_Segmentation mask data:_
——————
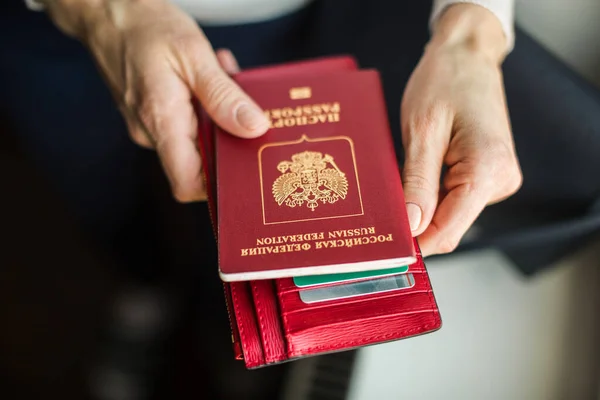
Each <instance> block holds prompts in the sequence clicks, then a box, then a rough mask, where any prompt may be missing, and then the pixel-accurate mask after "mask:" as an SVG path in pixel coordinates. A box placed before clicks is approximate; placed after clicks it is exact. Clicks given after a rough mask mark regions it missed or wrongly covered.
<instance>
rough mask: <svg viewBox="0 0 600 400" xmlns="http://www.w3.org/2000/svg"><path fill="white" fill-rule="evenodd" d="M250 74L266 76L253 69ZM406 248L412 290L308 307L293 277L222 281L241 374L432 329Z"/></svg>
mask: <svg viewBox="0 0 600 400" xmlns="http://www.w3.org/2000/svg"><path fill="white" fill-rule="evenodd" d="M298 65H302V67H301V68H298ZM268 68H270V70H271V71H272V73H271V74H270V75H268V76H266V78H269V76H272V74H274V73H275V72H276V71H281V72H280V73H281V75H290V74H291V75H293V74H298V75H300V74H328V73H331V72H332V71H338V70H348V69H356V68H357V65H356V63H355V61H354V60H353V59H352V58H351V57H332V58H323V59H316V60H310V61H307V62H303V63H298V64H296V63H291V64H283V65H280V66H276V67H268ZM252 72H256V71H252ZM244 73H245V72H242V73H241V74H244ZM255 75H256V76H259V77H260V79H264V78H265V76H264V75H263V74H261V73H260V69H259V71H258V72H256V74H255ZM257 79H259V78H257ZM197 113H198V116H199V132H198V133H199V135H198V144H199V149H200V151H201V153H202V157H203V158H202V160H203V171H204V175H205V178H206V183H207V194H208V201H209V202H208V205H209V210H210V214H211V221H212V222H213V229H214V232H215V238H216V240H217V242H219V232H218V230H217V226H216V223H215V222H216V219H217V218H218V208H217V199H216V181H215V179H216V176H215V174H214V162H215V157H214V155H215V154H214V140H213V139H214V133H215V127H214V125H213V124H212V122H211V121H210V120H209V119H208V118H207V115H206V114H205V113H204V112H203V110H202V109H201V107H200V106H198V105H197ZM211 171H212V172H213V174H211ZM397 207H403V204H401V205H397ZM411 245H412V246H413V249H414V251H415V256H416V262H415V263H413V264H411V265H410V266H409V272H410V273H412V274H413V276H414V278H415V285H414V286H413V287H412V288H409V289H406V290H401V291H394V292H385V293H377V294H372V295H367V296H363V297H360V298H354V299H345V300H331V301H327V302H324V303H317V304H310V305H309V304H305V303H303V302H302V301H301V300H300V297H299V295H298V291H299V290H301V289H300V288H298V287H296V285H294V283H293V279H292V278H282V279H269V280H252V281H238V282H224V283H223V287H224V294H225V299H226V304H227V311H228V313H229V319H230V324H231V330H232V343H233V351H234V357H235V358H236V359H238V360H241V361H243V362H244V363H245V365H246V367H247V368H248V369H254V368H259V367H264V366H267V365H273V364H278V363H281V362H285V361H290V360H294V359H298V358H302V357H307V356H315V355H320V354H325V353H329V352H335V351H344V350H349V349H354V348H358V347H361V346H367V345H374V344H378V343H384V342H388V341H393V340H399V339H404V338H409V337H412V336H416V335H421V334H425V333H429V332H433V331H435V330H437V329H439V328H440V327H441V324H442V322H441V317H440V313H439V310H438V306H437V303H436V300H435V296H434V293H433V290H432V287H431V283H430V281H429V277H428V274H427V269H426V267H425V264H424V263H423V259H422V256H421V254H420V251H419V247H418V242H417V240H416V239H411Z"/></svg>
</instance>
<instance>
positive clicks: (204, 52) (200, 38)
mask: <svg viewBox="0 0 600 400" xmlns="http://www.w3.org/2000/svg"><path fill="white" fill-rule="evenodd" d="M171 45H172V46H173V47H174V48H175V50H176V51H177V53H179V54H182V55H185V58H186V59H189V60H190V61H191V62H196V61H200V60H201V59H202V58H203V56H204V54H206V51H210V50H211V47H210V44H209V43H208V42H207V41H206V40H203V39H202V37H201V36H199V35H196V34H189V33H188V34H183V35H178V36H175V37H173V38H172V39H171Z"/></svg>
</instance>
——————
_Required action:_ List every line of the listing above that contains the string "clicks". Case matters.

_Solution to this problem:_
Each <instance> block holds prompts in the sequence clicks, then a box, then a rough mask, where any prompt may be missing, and then the pixel-accurate mask after "mask:" as an SVG path in pixel coordinates. A box placed before clicks is approximate; placed after clicks it is exact. Clicks given after a rough mask mark regions it missed or wrongly covered.
positive clicks: (204, 52) (200, 38)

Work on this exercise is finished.